(Raw records)
========

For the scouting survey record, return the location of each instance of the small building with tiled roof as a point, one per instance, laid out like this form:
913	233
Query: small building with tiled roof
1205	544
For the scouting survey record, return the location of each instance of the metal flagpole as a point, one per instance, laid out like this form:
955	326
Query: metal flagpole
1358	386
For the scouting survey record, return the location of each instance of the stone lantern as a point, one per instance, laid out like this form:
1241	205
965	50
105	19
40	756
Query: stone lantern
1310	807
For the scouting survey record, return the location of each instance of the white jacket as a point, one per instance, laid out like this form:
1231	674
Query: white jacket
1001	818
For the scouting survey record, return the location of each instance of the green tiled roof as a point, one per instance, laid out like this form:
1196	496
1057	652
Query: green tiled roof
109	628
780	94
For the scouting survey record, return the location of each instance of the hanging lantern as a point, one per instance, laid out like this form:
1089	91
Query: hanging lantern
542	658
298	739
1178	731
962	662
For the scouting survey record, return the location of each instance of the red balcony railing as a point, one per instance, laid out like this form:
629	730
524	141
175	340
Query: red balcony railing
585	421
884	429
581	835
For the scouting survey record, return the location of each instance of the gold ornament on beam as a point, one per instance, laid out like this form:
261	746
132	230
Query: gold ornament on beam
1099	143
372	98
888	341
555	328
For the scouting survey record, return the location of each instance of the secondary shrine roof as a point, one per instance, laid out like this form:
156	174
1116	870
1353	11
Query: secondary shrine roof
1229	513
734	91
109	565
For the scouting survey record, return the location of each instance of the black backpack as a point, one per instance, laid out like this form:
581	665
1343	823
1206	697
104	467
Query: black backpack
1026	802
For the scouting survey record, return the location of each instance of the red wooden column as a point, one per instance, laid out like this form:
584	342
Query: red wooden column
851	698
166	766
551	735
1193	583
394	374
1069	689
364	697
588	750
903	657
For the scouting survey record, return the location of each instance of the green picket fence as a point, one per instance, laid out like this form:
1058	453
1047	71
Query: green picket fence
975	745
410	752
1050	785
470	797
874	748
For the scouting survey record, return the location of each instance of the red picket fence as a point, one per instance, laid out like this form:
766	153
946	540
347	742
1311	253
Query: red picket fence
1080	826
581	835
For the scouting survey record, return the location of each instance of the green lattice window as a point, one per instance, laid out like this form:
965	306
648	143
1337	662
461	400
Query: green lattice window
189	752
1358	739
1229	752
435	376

========

* _What the exercise asks_
Send back all of the entries exactly, with nothing missing.

* _Solution for this problem_
For the scouting survey record, return the location of each instance of the small building with tiled roof as a point, one per instance, laid out like this form:
913	233
Query: small building with tiled roof
1205	544
For the scouting survey record, return the location of each instance of the metal flagpole as a point, one per instance, laid out like this form:
955	326
Query: metal flagpole
1358	386
For the scouting survey record, return the location of each instance of the stone lantern as a point, one per instance, laid out like this form:
1241	205
965	50
105	19
40	756
Query: stone lantern
1310	807
For the scouting survey record, return the location of each instance of the white jacket as a point, one per instance, laid out like this form:
1231	674
Query: white jacket
1001	818
For the scouting survey record, return the location of each instance of the green tiled roof as a point, one per instance, laid out like this form:
1196	496
1057	652
Query: green tiled roof
109	628
780	94
For the scouting survey record, return the location of each instance of the hanging lantern as a point, one per instance, laid out like this form:
1089	91
Query: hanging lantern
542	658
298	739
1178	731
962	662
For the scouting survey record, return the location of each instance of the red balcony railing as a point, one per instance, laid out like this form:
629	730
524	141
175	340
Query: red balcony railing
585	421
884	429
581	835
For the scouting survey record, return the location of each instance of the gold ornament on beam as a point, one per instance, laid out like this form:
261	746
132	230
Query: gold ornament on beam
1099	143
372	98
888	341
555	328
For the scouting survey record, return the location of each instance of the secondary shrine roof as a point, one per instance, laid out like this form:
156	174
1116	870
1353	11
Query: secondary shrine roof
1229	513
734	91
109	565
For the scouting survey record, return the location of each instance of the black backpack as a point, one per instance, laid out like this form:
581	665
1343	823
1206	697
104	467
Query: black backpack
1026	802
For the scouting survey record, return the location of each instance of the red wooden column as a point, one per instance, laid out like this form:
584	342
Query: red wooden column
851	698
166	766
551	735
1193	583
394	374
1069	689
364	697
588	750
903	657
For the scouting survey record, return the location of each instance of the green picket fence as a point, one per instance, laid out like this form:
1058	453
1047	71
Query: green picket fence
975	745
410	752
1050	785
470	797
874	748
For the scouting survey record, return the location of each instance of the red picket fence as a point, one per instance, laid out like this form:
766	153
946	540
347	742
1311	253
Query: red picket fence
1080	826
581	835
For the scouting survey record, return the location of each instance of the green lattice window as a point, one per instance, laid out like this form:
965	306
648	143
1337	662
461	400
Query: green lattice window
189	752
1358	739
1229	752
435	376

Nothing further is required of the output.